- _LA TAREA_: Reproduzca el tramo del texto sobre los jornaleros gazatíes que va desde "Abed solía pasar" hasta "en la Franja.", cambiando "fábrica" por "planta".

- _PÁGINA_:
────────────────

Abed solía pasar con su familia los fines de semana (viernes y sábado) en su lugar natal, Gaza. De domingo a jueves, trabajaba en una fábrica de dulces y galletas en Israel. Es uno de los 21.000 jornaleros de la Franja con un permiso especial de entrada y trabajo que ―pensaban entonces las autoridades israelíes― resolvía dos problemas de golpe: cubría con mano de obra barata los empleos menos agradecidos y disuadía a Hamás de buscar una escalada de violencia, porque los ataques siempre implican el cierre del cruce fronterizo y demasiadas familias dependen de ese sustento, inexistente en la Franja.
El pasado sábado, sin embargo, él y otros nueve obreros gazatíes se habían quedado en el modesto apartamento en la ciudad de Holon, cerca de Tel Aviv, para cobrar en mano cuando terminase la festividad de Sucot. Se despertaron con la noticia de que Hamás y la Yihad Islámica habían lanzado desde Gaza un ataque sin precedentes (que ha acabado siendo la jornada más letal en territorio israelí desde 1948, con 1.400 muertos y más de 100 secuestrados) y la certeza de que ya nunca serían mirados igual.
“Nos quedamos en la casa. Teníamos miedo de salir por si alguien nos atacaba. Recibíamos noticias [falsas] de que un empleador judío había matado a un empleado y lo había cortado en pedazos”, explica este gazatí de 28 años en el polideportivo IBSA de la ciudad cisjordana de Ramala, repleto de colchones instalados a toda prisa para acoger a cientos de personas como él que no pueden regresar a su lugar de residencia, ni quedarse en el de trabajo.

────────────────

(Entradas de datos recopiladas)
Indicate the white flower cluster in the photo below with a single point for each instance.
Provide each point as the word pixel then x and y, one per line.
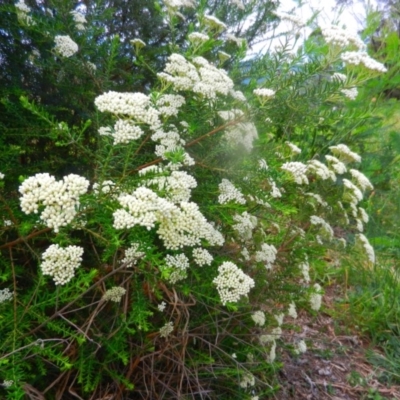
pixel 316 298
pixel 363 242
pixel 213 81
pixel 274 192
pixel 267 254
pixel 105 187
pixel 169 104
pixel 22 13
pixel 337 166
pixel 91 66
pixel 228 192
pixel 338 77
pixel 238 95
pixel 179 72
pixel 145 208
pixel 167 329
pixel 177 187
pixel 344 154
pixel 60 198
pixel 79 20
pixel 179 226
pixel 169 141
pixel 61 263
pixel 114 294
pixel 258 317
pixel 293 148
pixel 135 105
pixel 197 37
pixel 200 76
pixel 350 93
pixel 320 170
pixel 264 93
pixel 125 131
pixel 297 170
pixel 247 380
pixel 232 283
pixel 326 230
pixel 132 255
pixel 214 23
pixel 240 134
pixel 341 37
pixel 362 58
pixel 245 225
pixel 65 45
pixel 202 257
pixel 187 228
pixel 179 265
pixel 5 295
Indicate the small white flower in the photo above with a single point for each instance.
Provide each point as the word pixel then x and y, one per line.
pixel 258 317
pixel 61 263
pixel 232 283
pixel 65 45
pixel 228 192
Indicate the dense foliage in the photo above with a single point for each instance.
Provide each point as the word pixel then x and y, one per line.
pixel 164 219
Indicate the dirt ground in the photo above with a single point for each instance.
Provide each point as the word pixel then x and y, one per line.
pixel 335 364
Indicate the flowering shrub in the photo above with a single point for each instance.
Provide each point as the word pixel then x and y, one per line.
pixel 194 231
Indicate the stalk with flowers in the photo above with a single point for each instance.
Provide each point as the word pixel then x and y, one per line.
pixel 173 267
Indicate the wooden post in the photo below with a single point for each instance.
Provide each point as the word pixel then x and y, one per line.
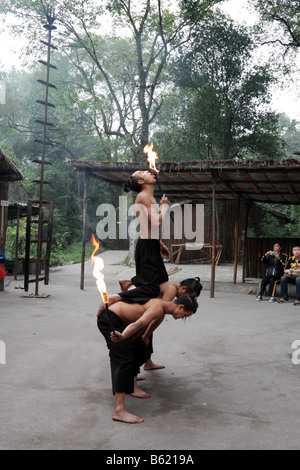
pixel 214 242
pixel 236 242
pixel 248 208
pixel 17 244
pixel 86 180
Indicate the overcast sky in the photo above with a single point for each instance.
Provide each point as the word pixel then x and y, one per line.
pixel 285 100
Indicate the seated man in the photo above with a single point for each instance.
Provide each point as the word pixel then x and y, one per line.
pixel 291 275
pixel 128 344
pixel 276 261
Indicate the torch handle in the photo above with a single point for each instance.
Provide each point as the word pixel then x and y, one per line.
pixel 109 319
pixel 161 192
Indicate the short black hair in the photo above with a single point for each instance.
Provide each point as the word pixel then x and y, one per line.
pixel 132 184
pixel 190 303
pixel 193 286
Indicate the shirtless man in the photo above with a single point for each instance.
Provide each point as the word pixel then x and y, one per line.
pixel 150 268
pixel 128 345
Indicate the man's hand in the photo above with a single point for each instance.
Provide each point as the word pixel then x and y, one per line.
pixel 164 200
pixel 116 337
pixel 145 338
pixel 164 251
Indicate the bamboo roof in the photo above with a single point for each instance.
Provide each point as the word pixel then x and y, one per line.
pixel 8 170
pixel 263 181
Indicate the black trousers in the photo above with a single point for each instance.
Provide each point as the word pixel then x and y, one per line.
pixel 125 357
pixel 150 272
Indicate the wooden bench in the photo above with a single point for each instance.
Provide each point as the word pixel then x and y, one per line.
pixel 205 251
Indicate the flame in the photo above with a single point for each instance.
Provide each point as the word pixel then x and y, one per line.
pixel 152 156
pixel 98 266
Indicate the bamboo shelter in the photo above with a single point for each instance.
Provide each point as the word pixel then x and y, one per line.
pixel 248 181
pixel 8 173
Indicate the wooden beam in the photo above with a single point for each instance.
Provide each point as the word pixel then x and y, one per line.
pixel 86 181
pixel 214 240
pixel 236 241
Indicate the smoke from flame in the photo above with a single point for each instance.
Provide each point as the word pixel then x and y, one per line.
pixel 152 156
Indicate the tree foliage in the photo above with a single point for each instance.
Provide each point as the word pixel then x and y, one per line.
pixel 286 15
pixel 225 106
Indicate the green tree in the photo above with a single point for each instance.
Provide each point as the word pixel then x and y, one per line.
pixel 225 111
pixel 155 30
pixel 286 15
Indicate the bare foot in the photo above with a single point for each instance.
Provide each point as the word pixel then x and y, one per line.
pixel 149 365
pixel 139 378
pixel 124 284
pixel 126 417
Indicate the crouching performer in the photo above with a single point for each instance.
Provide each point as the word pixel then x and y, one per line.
pixel 129 344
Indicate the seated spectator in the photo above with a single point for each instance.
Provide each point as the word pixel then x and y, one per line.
pixel 276 262
pixel 291 275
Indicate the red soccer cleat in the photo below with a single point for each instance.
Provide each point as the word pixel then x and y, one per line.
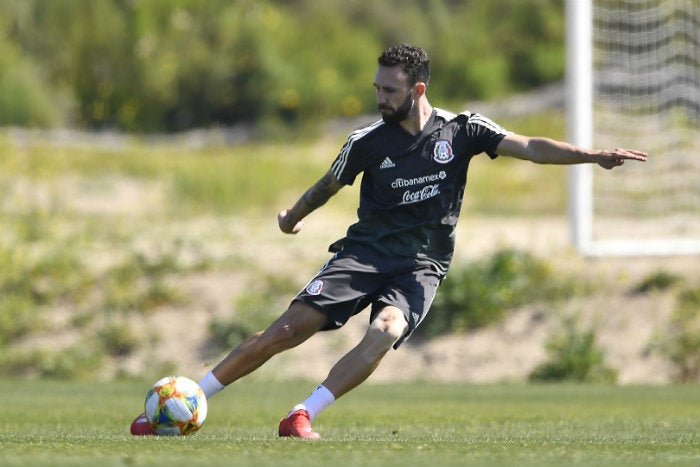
pixel 140 426
pixel 298 425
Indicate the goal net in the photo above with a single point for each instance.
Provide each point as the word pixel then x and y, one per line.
pixel 637 86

────────────────

- _SOLUCIÓN DE LA TAREA_:
Abed solía pasar con su familia los fines de semana (viernes y sábado) en su lugar natal, Gaza. De domingo a jueves, trabajaba en una planta de dulces y galletas en Israel. Es uno de los 21.000 jornaleros de la Franja con un permiso especial de entrada y trabajo que ―pensaban entonces las autoridades israelíes― resolvía dos problemas de golpe: cubría con mano de obra barata los empleos menos agradecidos y disuadía a Hamás de buscar una escalada de violencia, porque los ataques siempre implican el cierre del cruce fronterizo y demasiadas familias dependen de ese sustento, inexistente en la Franja.